● What is asked:
Rewrite the records below, substituting "Goal" for every "Objective" and changing nothing else.

● Dataset extract:
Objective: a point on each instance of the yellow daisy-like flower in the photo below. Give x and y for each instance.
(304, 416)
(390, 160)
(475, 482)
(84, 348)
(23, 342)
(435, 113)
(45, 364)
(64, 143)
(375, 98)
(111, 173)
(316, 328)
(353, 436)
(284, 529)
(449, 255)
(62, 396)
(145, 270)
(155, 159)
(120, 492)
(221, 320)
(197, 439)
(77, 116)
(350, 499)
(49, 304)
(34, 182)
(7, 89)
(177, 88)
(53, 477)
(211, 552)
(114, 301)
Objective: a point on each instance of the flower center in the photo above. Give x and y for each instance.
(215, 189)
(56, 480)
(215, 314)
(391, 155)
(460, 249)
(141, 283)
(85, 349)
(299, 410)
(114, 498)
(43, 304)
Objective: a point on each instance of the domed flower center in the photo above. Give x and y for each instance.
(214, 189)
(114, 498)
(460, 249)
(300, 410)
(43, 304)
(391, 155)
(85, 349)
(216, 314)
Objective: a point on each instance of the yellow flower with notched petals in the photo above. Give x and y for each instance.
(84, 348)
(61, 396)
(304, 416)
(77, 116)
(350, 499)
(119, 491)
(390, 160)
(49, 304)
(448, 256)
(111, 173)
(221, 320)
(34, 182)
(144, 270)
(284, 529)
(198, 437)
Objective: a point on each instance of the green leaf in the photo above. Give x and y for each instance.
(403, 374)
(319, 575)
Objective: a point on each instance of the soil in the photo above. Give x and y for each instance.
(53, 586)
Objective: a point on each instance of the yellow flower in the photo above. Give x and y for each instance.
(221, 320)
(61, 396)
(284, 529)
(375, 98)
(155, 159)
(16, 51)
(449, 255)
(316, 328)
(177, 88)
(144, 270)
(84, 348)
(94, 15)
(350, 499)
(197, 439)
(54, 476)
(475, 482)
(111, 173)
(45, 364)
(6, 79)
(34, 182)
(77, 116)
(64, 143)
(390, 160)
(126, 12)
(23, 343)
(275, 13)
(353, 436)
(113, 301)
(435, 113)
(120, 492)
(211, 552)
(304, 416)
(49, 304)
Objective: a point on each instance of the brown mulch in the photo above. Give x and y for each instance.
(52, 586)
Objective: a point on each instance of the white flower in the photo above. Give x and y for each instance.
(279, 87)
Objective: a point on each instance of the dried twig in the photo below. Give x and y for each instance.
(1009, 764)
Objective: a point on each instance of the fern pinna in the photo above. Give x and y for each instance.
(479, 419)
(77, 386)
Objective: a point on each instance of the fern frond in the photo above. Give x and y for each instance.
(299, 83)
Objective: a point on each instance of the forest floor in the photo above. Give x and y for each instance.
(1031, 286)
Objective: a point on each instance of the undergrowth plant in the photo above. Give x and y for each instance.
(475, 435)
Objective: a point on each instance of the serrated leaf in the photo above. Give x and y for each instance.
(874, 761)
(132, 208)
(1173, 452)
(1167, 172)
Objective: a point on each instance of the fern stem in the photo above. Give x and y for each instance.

● Solution to this task:
Goal: a point on each instance of the yellow daisy-like flower in the photo below. Give x and y for each instance.
(304, 416)
(390, 160)
(475, 482)
(84, 348)
(23, 342)
(435, 113)
(45, 364)
(64, 143)
(375, 98)
(111, 173)
(316, 328)
(353, 436)
(284, 529)
(449, 255)
(62, 396)
(145, 270)
(155, 159)
(120, 492)
(221, 320)
(197, 439)
(77, 116)
(350, 499)
(49, 304)
(34, 182)
(7, 89)
(177, 88)
(53, 477)
(211, 552)
(114, 301)
Goal: a point on each instance of the flower center in the photo above. Give x and y for each instance.
(215, 189)
(56, 480)
(215, 314)
(391, 155)
(460, 249)
(141, 283)
(85, 349)
(299, 410)
(114, 498)
(43, 304)
Goal: a point on each instance of the domed flower center in the photo above. Give x and y for each instance.
(214, 189)
(114, 498)
(460, 249)
(300, 410)
(43, 304)
(391, 155)
(85, 349)
(216, 314)
Goal: a point on each instance of the yellow flower with notched petals in the photo above. Give x and y for each instance.
(84, 348)
(61, 396)
(304, 416)
(77, 116)
(350, 499)
(119, 491)
(390, 160)
(49, 304)
(448, 256)
(111, 173)
(221, 320)
(34, 182)
(144, 270)
(284, 529)
(198, 437)
Goal: a point on each instance of the green leaf in the photo above. Give x and y for each instance.
(403, 374)
(319, 575)
Goal: a point on each instance of the soil in the photo above. Give x and y for each instance.
(53, 586)
Goal: a point on each instance of the yellow flower in the photo above. Give x and y for each instance.
(221, 320)
(61, 396)
(284, 529)
(375, 98)
(155, 159)
(16, 51)
(449, 255)
(316, 328)
(177, 88)
(144, 270)
(84, 348)
(94, 15)
(350, 499)
(197, 439)
(54, 476)
(475, 482)
(111, 173)
(45, 364)
(6, 79)
(34, 182)
(77, 116)
(64, 143)
(390, 160)
(126, 12)
(23, 343)
(275, 13)
(353, 436)
(113, 301)
(435, 113)
(120, 492)
(211, 552)
(304, 416)
(49, 304)
Goal: a point on each instance of the brown mulch in the photo above. Give x and y for each instance.
(52, 586)
Goal: a point on each instance of the white flower in the photo above. Give x and y for each instance.
(279, 87)
Goal: a point on each instance of the dried twig in the photo below. Give x and y for each instance.
(1009, 764)
Goal: a point on each instance of the fern pinna in the photo above. Give x and y for each instance.
(479, 419)
(77, 386)
Goal: a point on each instance of the fern frond in the photo above. Give x and y for each instance.
(299, 83)
Goal: a point on each instance of the forest floor in the photo above. Give x and y for each instance.
(1031, 286)
Goal: a point on each instance of the undergrowth plant in the photo above. Give x and y for each instance.
(475, 435)
Goal: a point on each instance of the serrated leaf in the photo above. Give x and y for each instance.
(874, 761)
(132, 208)
(1173, 452)
(1167, 172)
Goal: a point on each instance of the fern stem in the photo above. Give x and y for each instance.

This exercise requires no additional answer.